■ **EXERCISE BRIEF**: Please report every line below that contains the string "vent", copying each such line in full. Case counts.

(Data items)

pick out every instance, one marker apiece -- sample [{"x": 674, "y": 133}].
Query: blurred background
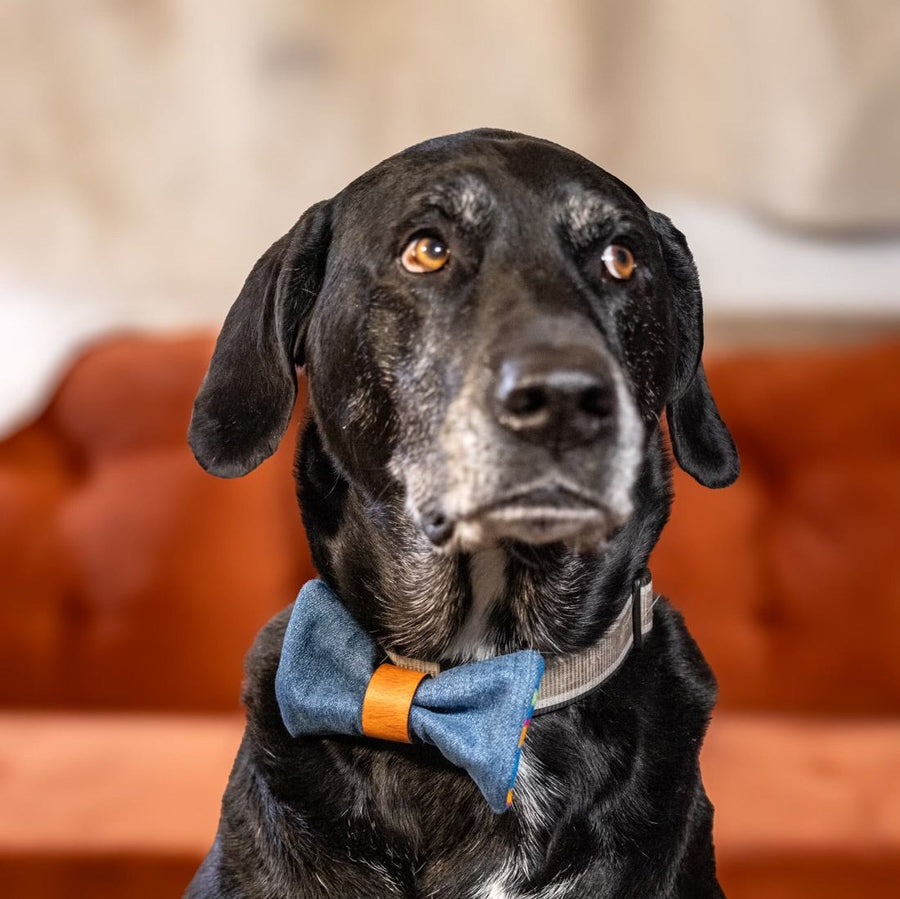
[{"x": 151, "y": 150}]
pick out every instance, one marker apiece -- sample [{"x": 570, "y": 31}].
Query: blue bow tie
[{"x": 475, "y": 714}]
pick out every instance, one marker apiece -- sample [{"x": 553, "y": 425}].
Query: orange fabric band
[{"x": 387, "y": 702}]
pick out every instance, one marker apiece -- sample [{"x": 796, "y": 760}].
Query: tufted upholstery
[
  {"x": 134, "y": 579},
  {"x": 132, "y": 582}
]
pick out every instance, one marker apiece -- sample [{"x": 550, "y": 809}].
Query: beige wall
[{"x": 150, "y": 149}]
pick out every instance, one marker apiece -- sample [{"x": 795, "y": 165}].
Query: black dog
[{"x": 491, "y": 328}]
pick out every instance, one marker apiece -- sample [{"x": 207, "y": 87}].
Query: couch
[{"x": 132, "y": 583}]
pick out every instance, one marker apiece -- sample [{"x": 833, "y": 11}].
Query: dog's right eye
[{"x": 425, "y": 254}]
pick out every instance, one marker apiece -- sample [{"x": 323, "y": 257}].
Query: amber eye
[
  {"x": 619, "y": 261},
  {"x": 425, "y": 254}
]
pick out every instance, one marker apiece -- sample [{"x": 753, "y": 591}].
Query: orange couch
[{"x": 118, "y": 688}]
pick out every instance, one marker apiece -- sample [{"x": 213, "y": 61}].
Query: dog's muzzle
[{"x": 556, "y": 400}]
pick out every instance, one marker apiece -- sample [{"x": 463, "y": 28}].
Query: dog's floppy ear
[
  {"x": 701, "y": 442},
  {"x": 245, "y": 401}
]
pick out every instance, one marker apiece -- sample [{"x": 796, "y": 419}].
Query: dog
[{"x": 491, "y": 328}]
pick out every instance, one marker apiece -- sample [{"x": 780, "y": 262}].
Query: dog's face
[
  {"x": 496, "y": 328},
  {"x": 491, "y": 327}
]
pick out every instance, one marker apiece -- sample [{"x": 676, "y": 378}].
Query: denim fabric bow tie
[{"x": 476, "y": 714}]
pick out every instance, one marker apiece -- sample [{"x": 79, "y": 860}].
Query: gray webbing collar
[{"x": 566, "y": 677}]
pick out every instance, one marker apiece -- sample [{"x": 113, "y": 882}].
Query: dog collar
[
  {"x": 568, "y": 676},
  {"x": 329, "y": 681}
]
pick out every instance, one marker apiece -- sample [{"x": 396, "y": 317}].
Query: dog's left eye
[
  {"x": 619, "y": 261},
  {"x": 425, "y": 254}
]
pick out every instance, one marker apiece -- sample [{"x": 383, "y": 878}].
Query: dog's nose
[{"x": 560, "y": 398}]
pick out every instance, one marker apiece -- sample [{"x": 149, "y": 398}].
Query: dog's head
[{"x": 491, "y": 327}]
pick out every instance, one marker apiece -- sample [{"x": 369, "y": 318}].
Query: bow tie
[{"x": 329, "y": 681}]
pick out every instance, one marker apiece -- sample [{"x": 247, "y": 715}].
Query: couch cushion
[{"x": 790, "y": 579}]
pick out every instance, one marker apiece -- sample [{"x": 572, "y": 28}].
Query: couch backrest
[{"x": 130, "y": 578}]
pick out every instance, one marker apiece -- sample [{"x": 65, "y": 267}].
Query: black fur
[{"x": 610, "y": 802}]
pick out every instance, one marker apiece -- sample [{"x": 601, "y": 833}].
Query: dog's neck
[{"x": 418, "y": 601}]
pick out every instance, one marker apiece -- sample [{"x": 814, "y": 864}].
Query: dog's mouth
[{"x": 536, "y": 516}]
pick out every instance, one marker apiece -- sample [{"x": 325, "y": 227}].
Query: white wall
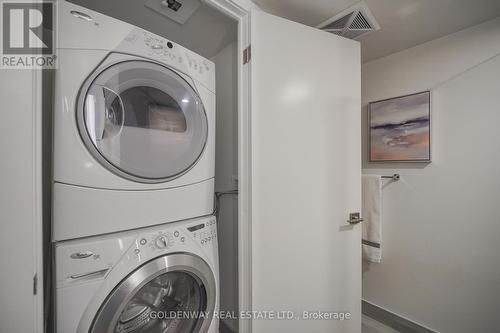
[
  {"x": 441, "y": 222},
  {"x": 20, "y": 203},
  {"x": 226, "y": 166}
]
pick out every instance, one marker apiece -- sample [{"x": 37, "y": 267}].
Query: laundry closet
[
  {"x": 268, "y": 140},
  {"x": 145, "y": 167}
]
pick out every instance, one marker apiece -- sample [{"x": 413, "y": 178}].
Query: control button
[
  {"x": 81, "y": 255},
  {"x": 161, "y": 242}
]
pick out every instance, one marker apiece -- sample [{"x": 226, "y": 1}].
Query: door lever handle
[{"x": 355, "y": 218}]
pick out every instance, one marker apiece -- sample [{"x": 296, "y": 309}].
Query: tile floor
[{"x": 370, "y": 325}]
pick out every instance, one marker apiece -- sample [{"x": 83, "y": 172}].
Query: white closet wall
[
  {"x": 226, "y": 168},
  {"x": 20, "y": 202}
]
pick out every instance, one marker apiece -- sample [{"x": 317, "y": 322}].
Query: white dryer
[
  {"x": 134, "y": 125},
  {"x": 158, "y": 279}
]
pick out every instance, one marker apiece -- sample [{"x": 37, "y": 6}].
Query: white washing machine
[
  {"x": 158, "y": 279},
  {"x": 134, "y": 125}
]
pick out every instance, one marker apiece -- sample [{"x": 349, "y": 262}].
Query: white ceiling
[{"x": 404, "y": 23}]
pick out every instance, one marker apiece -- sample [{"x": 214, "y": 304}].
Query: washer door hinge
[
  {"x": 247, "y": 54},
  {"x": 35, "y": 283}
]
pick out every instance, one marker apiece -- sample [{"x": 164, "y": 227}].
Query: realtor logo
[{"x": 28, "y": 35}]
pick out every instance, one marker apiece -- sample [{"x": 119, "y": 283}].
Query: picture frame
[{"x": 400, "y": 129}]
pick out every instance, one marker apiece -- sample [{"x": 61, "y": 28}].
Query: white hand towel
[{"x": 372, "y": 211}]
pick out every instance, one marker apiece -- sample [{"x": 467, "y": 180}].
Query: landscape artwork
[{"x": 400, "y": 129}]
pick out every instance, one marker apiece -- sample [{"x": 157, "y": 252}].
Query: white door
[{"x": 306, "y": 171}]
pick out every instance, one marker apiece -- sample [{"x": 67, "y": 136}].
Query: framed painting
[{"x": 400, "y": 129}]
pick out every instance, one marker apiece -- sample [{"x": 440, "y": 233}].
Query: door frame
[{"x": 240, "y": 10}]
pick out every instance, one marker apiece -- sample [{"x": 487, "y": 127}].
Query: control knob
[{"x": 161, "y": 242}]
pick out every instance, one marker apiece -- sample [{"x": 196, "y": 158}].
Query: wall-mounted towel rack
[{"x": 395, "y": 177}]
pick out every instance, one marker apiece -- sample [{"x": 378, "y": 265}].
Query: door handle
[
  {"x": 81, "y": 255},
  {"x": 355, "y": 218},
  {"x": 89, "y": 274}
]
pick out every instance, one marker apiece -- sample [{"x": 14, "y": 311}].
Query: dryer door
[
  {"x": 174, "y": 293},
  {"x": 142, "y": 121}
]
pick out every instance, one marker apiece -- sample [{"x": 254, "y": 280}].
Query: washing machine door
[
  {"x": 142, "y": 121},
  {"x": 174, "y": 293}
]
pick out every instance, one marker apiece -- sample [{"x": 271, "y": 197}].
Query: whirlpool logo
[{"x": 28, "y": 35}]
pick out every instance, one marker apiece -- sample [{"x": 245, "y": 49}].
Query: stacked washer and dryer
[{"x": 135, "y": 244}]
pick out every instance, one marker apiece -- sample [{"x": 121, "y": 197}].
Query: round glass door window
[
  {"x": 172, "y": 302},
  {"x": 171, "y": 294},
  {"x": 143, "y": 121}
]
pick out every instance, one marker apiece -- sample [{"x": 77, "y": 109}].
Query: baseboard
[
  {"x": 224, "y": 327},
  {"x": 393, "y": 320}
]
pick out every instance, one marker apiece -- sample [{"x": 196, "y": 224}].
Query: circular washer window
[{"x": 142, "y": 121}]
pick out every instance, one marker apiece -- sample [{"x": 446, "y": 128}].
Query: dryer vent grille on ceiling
[{"x": 352, "y": 23}]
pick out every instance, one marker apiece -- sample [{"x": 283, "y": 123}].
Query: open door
[{"x": 305, "y": 178}]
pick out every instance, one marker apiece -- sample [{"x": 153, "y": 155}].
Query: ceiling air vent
[{"x": 351, "y": 23}]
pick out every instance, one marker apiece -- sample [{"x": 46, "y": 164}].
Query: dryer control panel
[
  {"x": 144, "y": 43},
  {"x": 204, "y": 233}
]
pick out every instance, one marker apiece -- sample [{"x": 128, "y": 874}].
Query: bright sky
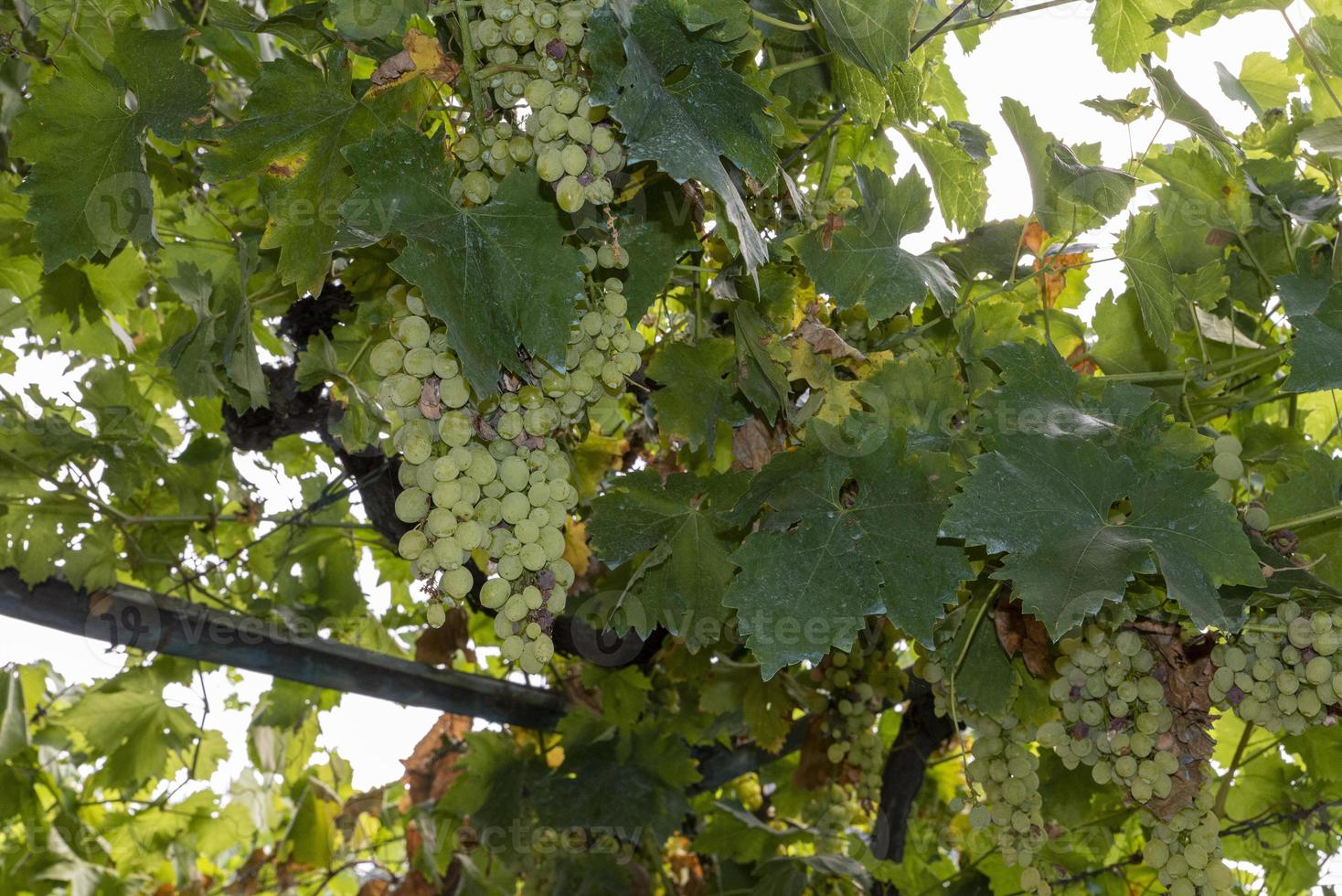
[{"x": 1043, "y": 59}]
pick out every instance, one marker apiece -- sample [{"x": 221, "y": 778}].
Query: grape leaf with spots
[
  {"x": 845, "y": 539},
  {"x": 83, "y": 137},
  {"x": 863, "y": 263},
  {"x": 682, "y": 581},
  {"x": 681, "y": 106},
  {"x": 493, "y": 272}
]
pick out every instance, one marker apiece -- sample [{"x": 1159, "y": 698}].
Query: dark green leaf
[{"x": 494, "y": 274}]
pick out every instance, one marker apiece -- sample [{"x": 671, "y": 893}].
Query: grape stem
[
  {"x": 782, "y": 23},
  {"x": 1307, "y": 519},
  {"x": 1224, "y": 790},
  {"x": 960, "y": 661}
]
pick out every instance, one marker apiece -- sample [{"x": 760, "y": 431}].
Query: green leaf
[
  {"x": 1264, "y": 82},
  {"x": 1185, "y": 111},
  {"x": 1152, "y": 276},
  {"x": 863, "y": 263},
  {"x": 294, "y": 126},
  {"x": 687, "y": 573},
  {"x": 846, "y": 539},
  {"x": 494, "y": 274},
  {"x": 1057, "y": 212},
  {"x": 14, "y": 718},
  {"x": 958, "y": 176},
  {"x": 1124, "y": 112},
  {"x": 83, "y": 137},
  {"x": 698, "y": 389},
  {"x": 133, "y": 730},
  {"x": 1318, "y": 487},
  {"x": 1122, "y": 31},
  {"x": 219, "y": 342},
  {"x": 679, "y": 106},
  {"x": 654, "y": 235},
  {"x": 364, "y": 19},
  {"x": 1104, "y": 189},
  {"x": 1314, "y": 307},
  {"x": 872, "y": 35},
  {"x": 1081, "y": 496}
]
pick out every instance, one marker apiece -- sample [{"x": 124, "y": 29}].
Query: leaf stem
[
  {"x": 797, "y": 65},
  {"x": 1307, "y": 519},
  {"x": 1224, "y": 790},
  {"x": 780, "y": 23},
  {"x": 1309, "y": 57}
]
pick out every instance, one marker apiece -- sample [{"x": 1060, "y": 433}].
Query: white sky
[{"x": 1043, "y": 59}]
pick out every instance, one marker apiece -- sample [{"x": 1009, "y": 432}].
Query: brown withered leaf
[
  {"x": 373, "y": 887},
  {"x": 1078, "y": 361},
  {"x": 1185, "y": 669},
  {"x": 432, "y": 766},
  {"x": 244, "y": 881},
  {"x": 753, "y": 444},
  {"x": 367, "y": 803},
  {"x": 421, "y": 55},
  {"x": 1026, "y": 635},
  {"x": 439, "y": 646},
  {"x": 814, "y": 766},
  {"x": 431, "y": 405},
  {"x": 822, "y": 338}
]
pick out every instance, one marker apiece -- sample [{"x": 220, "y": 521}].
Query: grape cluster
[
  {"x": 857, "y": 687},
  {"x": 1185, "y": 852},
  {"x": 534, "y": 50},
  {"x": 1006, "y": 770},
  {"x": 1227, "y": 464},
  {"x": 1115, "y": 720},
  {"x": 1284, "y": 675},
  {"x": 487, "y": 480}
]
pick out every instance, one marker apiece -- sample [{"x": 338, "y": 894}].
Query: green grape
[
  {"x": 476, "y": 187},
  {"x": 1228, "y": 467},
  {"x": 435, "y": 614},
  {"x": 570, "y": 193}
]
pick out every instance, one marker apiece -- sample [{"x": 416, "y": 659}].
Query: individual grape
[
  {"x": 435, "y": 614},
  {"x": 570, "y": 193}
]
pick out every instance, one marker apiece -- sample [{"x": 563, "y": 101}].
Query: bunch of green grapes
[
  {"x": 536, "y": 50},
  {"x": 857, "y": 688},
  {"x": 1185, "y": 852},
  {"x": 1228, "y": 465},
  {"x": 1003, "y": 775},
  {"x": 1115, "y": 720},
  {"x": 1284, "y": 675},
  {"x": 485, "y": 480}
]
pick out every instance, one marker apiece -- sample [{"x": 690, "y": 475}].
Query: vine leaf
[
  {"x": 1122, "y": 30},
  {"x": 863, "y": 263},
  {"x": 1180, "y": 108},
  {"x": 1055, "y": 208},
  {"x": 1314, "y": 307},
  {"x": 845, "y": 539},
  {"x": 83, "y": 137},
  {"x": 698, "y": 389},
  {"x": 681, "y": 106},
  {"x": 872, "y": 35},
  {"x": 294, "y": 126},
  {"x": 957, "y": 173},
  {"x": 1149, "y": 269},
  {"x": 1083, "y": 496},
  {"x": 688, "y": 571},
  {"x": 494, "y": 274}
]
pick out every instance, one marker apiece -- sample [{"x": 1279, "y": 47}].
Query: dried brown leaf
[
  {"x": 822, "y": 338},
  {"x": 753, "y": 444},
  {"x": 439, "y": 646},
  {"x": 1023, "y": 634}
]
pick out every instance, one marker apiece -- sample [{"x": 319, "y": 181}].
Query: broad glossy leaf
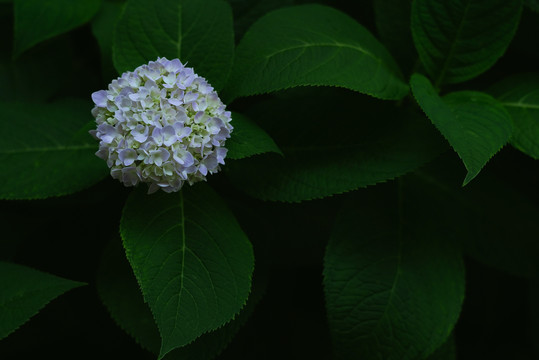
[
  {"x": 394, "y": 283},
  {"x": 248, "y": 139},
  {"x": 102, "y": 27},
  {"x": 121, "y": 295},
  {"x": 247, "y": 12},
  {"x": 519, "y": 94},
  {"x": 475, "y": 124},
  {"x": 197, "y": 32},
  {"x": 334, "y": 141},
  {"x": 119, "y": 291},
  {"x": 313, "y": 45},
  {"x": 25, "y": 291},
  {"x": 37, "y": 20},
  {"x": 46, "y": 150},
  {"x": 494, "y": 222},
  {"x": 36, "y": 76},
  {"x": 192, "y": 261},
  {"x": 460, "y": 39}
]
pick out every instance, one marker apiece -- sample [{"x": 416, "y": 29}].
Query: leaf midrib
[
  {"x": 521, "y": 105},
  {"x": 448, "y": 59},
  {"x": 335, "y": 44}
]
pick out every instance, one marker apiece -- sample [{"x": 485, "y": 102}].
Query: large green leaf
[
  {"x": 313, "y": 45},
  {"x": 248, "y": 139},
  {"x": 46, "y": 150},
  {"x": 475, "y": 124},
  {"x": 519, "y": 94},
  {"x": 333, "y": 142},
  {"x": 37, "y": 20},
  {"x": 192, "y": 261},
  {"x": 393, "y": 279},
  {"x": 119, "y": 291},
  {"x": 459, "y": 39},
  {"x": 25, "y": 291},
  {"x": 495, "y": 223},
  {"x": 102, "y": 27},
  {"x": 197, "y": 32}
]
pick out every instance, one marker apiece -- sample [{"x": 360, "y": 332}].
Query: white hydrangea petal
[{"x": 161, "y": 124}]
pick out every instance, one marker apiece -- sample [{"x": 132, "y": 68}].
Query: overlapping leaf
[
  {"x": 519, "y": 94},
  {"x": 460, "y": 39},
  {"x": 121, "y": 295},
  {"x": 24, "y": 292},
  {"x": 333, "y": 142},
  {"x": 394, "y": 282},
  {"x": 494, "y": 222},
  {"x": 37, "y": 20},
  {"x": 45, "y": 150},
  {"x": 191, "y": 259},
  {"x": 248, "y": 139},
  {"x": 103, "y": 27},
  {"x": 199, "y": 33},
  {"x": 312, "y": 45},
  {"x": 474, "y": 123}
]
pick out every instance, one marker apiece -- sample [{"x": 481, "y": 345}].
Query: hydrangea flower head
[{"x": 161, "y": 124}]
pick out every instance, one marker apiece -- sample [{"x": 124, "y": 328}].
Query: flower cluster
[{"x": 161, "y": 124}]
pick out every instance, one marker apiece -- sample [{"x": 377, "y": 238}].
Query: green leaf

■ **RESULT FOR THIS TASK**:
Query: dryer vent grille on ceiling
Query: ceiling air vent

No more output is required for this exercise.